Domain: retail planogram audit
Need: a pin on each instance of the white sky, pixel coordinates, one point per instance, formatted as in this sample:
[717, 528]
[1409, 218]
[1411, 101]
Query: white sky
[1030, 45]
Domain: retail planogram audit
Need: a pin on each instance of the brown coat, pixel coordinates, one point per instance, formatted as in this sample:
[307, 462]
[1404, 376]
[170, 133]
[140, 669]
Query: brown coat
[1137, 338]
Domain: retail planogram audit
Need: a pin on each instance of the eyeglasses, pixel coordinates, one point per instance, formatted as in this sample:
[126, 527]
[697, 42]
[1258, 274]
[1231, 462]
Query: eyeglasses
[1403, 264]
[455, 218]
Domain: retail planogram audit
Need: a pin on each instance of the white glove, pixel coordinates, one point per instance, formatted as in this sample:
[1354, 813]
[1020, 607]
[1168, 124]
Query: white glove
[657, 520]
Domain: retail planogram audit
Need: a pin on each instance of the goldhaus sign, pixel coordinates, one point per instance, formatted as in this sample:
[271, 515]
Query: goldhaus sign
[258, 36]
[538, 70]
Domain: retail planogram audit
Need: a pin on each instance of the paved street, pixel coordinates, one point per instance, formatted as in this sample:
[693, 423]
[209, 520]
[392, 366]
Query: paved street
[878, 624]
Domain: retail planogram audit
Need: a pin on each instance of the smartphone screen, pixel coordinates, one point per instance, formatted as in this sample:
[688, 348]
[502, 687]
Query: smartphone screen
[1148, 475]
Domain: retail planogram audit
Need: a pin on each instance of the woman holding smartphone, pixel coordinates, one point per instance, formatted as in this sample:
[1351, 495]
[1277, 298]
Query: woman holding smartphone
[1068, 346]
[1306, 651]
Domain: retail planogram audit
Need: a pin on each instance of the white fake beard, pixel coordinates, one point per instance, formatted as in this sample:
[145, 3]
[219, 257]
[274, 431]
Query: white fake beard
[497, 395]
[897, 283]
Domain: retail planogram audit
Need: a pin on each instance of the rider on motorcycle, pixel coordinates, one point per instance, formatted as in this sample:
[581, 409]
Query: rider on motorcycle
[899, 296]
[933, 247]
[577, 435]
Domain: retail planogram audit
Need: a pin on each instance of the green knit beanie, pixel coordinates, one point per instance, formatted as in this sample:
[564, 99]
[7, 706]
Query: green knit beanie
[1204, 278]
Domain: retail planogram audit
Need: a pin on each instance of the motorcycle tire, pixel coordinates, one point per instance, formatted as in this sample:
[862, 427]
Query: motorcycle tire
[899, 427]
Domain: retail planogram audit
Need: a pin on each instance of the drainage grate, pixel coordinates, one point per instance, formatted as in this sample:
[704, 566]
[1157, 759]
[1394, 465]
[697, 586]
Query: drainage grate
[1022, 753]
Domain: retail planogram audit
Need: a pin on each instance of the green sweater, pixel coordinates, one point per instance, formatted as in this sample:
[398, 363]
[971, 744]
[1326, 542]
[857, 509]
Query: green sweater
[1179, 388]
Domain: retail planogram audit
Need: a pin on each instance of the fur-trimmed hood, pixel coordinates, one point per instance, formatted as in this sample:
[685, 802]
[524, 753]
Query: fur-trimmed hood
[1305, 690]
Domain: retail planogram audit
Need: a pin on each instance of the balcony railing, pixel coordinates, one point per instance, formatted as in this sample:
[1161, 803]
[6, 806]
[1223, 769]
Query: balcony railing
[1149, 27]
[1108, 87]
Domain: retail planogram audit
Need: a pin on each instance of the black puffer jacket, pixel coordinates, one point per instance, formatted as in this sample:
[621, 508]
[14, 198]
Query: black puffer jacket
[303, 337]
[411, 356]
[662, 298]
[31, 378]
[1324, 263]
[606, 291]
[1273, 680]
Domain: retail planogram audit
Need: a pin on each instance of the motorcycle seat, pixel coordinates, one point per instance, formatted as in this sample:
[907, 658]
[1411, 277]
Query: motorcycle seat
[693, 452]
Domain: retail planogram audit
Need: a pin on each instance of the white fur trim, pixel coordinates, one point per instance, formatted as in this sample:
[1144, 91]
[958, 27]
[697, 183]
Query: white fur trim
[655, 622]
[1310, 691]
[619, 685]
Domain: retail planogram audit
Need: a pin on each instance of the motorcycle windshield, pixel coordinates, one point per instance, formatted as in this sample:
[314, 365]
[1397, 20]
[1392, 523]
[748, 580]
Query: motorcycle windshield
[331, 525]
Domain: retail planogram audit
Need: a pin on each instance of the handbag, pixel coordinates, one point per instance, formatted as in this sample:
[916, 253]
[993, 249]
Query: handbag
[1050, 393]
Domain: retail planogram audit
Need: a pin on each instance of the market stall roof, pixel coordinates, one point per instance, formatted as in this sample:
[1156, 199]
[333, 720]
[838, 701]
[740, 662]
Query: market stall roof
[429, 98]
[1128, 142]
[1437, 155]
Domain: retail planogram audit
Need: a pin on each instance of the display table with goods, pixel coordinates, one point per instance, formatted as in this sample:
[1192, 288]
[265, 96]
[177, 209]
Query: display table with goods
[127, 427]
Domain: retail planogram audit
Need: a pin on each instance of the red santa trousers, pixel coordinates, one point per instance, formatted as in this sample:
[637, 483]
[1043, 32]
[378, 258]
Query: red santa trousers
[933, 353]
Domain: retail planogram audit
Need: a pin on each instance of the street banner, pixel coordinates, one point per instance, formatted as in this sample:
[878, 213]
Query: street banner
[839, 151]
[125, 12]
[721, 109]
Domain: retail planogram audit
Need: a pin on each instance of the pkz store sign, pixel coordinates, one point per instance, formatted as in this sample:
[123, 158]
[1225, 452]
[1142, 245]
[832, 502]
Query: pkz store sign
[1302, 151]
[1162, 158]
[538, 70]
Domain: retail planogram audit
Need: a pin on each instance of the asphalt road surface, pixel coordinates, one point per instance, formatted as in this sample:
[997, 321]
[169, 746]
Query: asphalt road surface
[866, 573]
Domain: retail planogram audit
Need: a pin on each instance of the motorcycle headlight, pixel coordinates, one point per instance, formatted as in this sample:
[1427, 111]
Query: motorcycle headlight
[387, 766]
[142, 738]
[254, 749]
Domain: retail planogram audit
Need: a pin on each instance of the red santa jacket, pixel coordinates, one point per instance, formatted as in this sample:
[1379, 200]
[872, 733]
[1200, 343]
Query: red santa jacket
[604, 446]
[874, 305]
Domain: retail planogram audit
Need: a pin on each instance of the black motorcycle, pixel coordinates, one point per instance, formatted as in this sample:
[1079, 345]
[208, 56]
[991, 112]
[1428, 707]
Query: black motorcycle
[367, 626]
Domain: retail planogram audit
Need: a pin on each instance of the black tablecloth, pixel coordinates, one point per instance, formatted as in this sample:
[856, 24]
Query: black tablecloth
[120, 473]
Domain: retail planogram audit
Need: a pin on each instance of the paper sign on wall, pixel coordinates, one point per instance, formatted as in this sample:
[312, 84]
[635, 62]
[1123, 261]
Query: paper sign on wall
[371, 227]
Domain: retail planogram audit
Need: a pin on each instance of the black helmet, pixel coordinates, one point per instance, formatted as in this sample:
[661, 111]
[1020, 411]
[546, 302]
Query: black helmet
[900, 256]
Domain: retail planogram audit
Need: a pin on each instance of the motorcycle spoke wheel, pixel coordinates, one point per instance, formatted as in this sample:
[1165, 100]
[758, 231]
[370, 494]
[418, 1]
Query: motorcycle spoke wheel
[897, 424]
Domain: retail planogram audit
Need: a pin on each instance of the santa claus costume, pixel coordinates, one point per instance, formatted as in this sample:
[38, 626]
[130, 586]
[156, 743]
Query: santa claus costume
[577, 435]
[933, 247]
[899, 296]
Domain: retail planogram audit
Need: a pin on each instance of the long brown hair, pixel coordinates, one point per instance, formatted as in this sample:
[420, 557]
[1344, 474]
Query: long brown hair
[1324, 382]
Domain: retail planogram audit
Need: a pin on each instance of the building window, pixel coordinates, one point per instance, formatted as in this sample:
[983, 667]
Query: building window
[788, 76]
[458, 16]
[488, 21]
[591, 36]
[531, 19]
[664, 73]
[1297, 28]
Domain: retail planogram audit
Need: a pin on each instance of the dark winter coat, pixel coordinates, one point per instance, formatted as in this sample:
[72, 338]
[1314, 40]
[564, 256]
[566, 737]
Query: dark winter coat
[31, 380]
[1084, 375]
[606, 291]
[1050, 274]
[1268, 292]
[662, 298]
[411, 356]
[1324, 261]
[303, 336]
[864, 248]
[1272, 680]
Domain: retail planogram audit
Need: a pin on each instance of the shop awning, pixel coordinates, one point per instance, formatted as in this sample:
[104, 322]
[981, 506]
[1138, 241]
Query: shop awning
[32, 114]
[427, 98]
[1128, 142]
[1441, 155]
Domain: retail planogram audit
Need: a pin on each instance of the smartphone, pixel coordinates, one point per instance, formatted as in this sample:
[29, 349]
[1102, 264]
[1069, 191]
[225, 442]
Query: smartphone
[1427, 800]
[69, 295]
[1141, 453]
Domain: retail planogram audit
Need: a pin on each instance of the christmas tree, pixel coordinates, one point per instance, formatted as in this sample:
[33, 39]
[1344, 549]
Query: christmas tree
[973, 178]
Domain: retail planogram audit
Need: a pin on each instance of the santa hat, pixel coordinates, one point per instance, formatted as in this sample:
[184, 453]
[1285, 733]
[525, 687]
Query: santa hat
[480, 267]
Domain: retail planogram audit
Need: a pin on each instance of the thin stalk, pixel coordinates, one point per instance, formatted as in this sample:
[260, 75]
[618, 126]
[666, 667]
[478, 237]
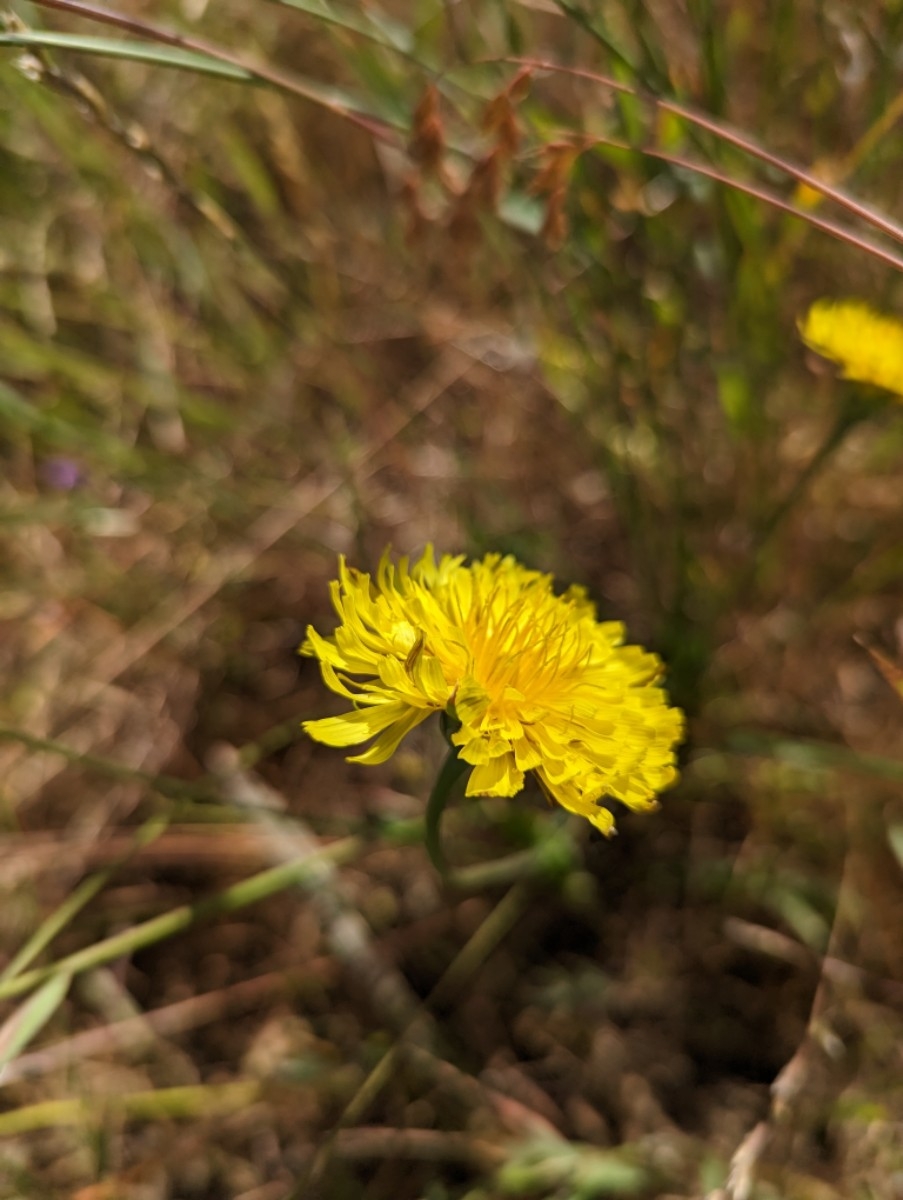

YOUR OBJECTIVE:
Return each line from the items above that contains the string "santa".

RESPONSE TO THE TASK:
Need: a pin on each instance of the red santa trousers, pixel coordinates, one point per instance, formatted as in this sample:
Query: red santa trousers
Need: a pin on each instance of the red santa jacket, pixel coordinates, one point per instance, formatted as in this sample:
Query: red santa jacket
Need: a pin on each instance of the santa claus costume, pixel coordinates, one point per instance, formatted as in this sample:
Query: santa claus costume
Need: a pin on each instance of the santa hat, pixel coordinates, one point per instance, formatted as in this sample:
Query: santa hat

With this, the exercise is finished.